### What the task requires
What you return must be exactly the lines running from the one with "Could you point out the distant" to the end of the data below, inclusive, and nothing more.

### Records for processing
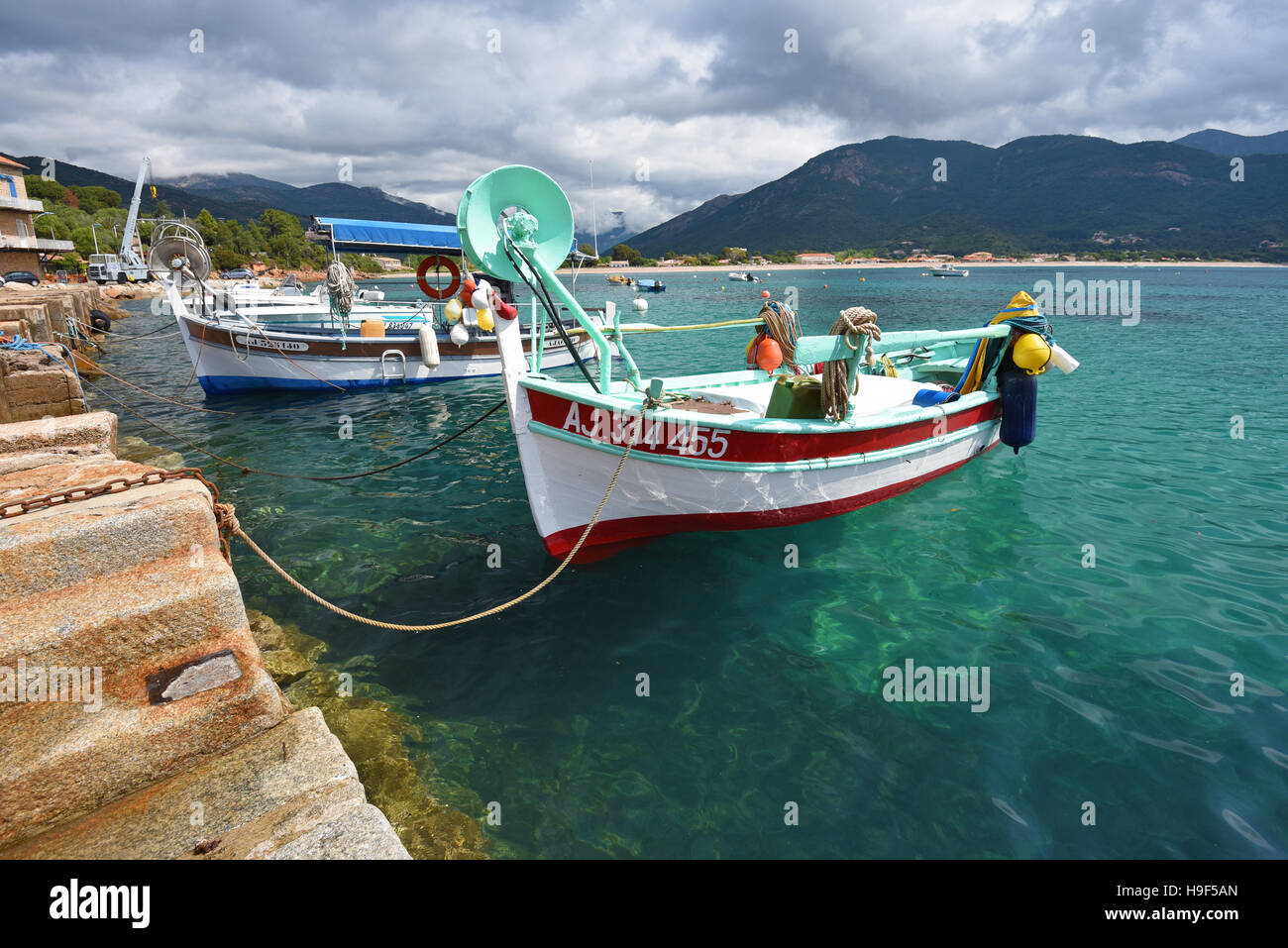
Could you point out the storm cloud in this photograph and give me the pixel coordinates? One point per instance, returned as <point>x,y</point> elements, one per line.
<point>673,102</point>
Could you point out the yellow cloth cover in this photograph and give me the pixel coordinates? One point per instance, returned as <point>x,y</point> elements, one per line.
<point>1020,303</point>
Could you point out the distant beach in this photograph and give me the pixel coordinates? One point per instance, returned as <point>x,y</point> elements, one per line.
<point>824,268</point>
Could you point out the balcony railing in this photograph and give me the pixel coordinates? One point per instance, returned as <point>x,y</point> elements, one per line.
<point>20,204</point>
<point>9,241</point>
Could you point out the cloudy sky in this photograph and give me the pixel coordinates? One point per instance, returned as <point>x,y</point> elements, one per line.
<point>674,102</point>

### The completed task
Could you point out the distant beach in this photograph and give me the pixel coordinates? One point per instance, returned as <point>x,y</point> elements, one per line.
<point>824,268</point>
Could you point out the balcony railing in this photograph and give me the pixel coordinates? One point per instance, returned as <point>x,y</point> elements, one per line.
<point>20,204</point>
<point>9,241</point>
Could you point out the cloudy sky in this photograph and give me the pixel coordinates? One point per instance, returned as <point>x,y</point> elements, one per line.
<point>674,102</point>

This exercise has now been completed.